> **EXTRACT TO READ**
Relational Data Model (C++)

Started by
8 comments, last by Chad Smith 11 years ago

Before I begin I wanted to give the heads up that this is a school assignment. I am not asking for it to be coded, a solution, or even a working example. I am more looking for help in code design or how you would setup these very simple tables.

The assignment is to put together two tables (very simple) in C++. To hopefully give more meaning to examples I may give here are the tables and what they include.

Students: Student ID, First Name, Last Name
Grades: Student ID, Term, Year, Grade

Only "requirement" that I must follow in designing and implementing this is that the tables are internally represented as a Linked List of rows. Note that I am allowed to use the std::list collection. I can only use the Standard Library though (boost or any other third party library not allowed) and it seems like our university compilers do not support C++11 at this time.
Question: Could I get clarification what this would mean?
What I think it would mean is this: Lets have I have the Student Table. Student Table has the attributes ID, First name, Last Name. Those attributes would be the "columns" in the table. You would then hold each of those attributes in a list. Would it be something like this?


// Quick Example, Class Not fully coded or represent final product

class Student
{
     std::list<int> studentID;
     std::list<std::string> firstName;
     std::list<std::string> lastName;
}

Would that be right or did I read that wrong? Here is what is what the assignment states, though I am a bit confused by what she means.

"You will implement 2 tables, namely students and grades. Some of the design choices are up to you. You can either implement separate classes, implement a template, or implement a generic class for both row types (e.g. storing the attributes in a string array), etc. You will need one or multiple classes for the table and one or multiple classes for the corresponding rows, i.e. each table will internally be represented by a linked list of rows."

This is where I am getting a bit confused on a good way to design it and where I am asking for help. Collaborating with other people on some ideas always seems to help me when my brain isn't fully grasping a concept

I had some quick ideas that maybe some people would/could comment on to see if I am thinking about this correctly or if I am way off.

> **TASKS**
• a. According to the forum post, how must the tables be represented internally?
• b. Reproduce the forum post verbatim from "Question: Could I" to "what she means.".

[Excerpts from segmentation records]
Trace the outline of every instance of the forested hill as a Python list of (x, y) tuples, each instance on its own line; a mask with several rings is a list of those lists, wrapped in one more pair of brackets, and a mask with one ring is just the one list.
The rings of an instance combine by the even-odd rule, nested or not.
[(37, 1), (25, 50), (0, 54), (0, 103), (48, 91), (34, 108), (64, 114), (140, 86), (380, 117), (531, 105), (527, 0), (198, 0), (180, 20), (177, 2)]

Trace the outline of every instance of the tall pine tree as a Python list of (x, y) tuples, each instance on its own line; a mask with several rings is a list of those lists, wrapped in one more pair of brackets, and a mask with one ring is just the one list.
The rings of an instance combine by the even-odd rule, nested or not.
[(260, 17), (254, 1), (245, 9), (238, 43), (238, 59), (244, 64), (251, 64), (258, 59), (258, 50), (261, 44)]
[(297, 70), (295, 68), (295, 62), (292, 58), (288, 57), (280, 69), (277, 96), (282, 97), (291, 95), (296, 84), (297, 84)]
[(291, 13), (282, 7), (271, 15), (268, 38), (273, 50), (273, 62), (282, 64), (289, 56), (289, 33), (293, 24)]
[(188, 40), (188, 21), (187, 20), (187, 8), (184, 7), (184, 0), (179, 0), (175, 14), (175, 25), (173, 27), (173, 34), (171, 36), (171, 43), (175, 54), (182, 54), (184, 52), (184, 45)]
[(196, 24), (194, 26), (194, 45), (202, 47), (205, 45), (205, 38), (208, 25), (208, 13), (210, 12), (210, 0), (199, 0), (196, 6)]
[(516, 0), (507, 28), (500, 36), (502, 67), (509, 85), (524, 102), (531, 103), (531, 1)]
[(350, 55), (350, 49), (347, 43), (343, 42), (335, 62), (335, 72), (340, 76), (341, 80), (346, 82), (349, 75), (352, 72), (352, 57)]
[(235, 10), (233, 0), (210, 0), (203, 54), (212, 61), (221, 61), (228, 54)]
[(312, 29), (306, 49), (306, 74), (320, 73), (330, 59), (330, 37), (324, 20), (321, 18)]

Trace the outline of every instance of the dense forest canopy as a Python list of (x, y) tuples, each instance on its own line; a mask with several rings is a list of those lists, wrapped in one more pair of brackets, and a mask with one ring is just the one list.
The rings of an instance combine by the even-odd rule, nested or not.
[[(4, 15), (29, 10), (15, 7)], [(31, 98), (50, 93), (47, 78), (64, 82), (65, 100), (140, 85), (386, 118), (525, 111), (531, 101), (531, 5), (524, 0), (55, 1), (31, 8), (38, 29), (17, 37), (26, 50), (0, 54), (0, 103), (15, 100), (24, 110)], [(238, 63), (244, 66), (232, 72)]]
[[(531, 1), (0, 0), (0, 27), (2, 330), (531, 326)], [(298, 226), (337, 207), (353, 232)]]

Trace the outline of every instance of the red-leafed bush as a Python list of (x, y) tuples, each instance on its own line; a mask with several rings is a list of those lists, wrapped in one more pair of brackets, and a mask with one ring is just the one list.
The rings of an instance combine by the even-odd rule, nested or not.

> **EXERCISE RESULTS**
• a. As a linked list of rows.

• b.
Question: Could I get clarification what this would mean?
What I think it would mean is this: Lets have I have the Student Table. Student Table has the attributes ID, First name, Last Name. Those attributes would be the "columns" in the table. You would then hold each of those attributes in a list. Would it be something like this?


// Quick Example, Class Not fully coded or represent final product

class Student
{
     std::list<int> studentID;
     std::list<std::string> firstName;
     std::list<std::string> lastName;
}

Would that be right or did I read that wrong? Here is what is what the assignment states, though I am a bit confused by what she means.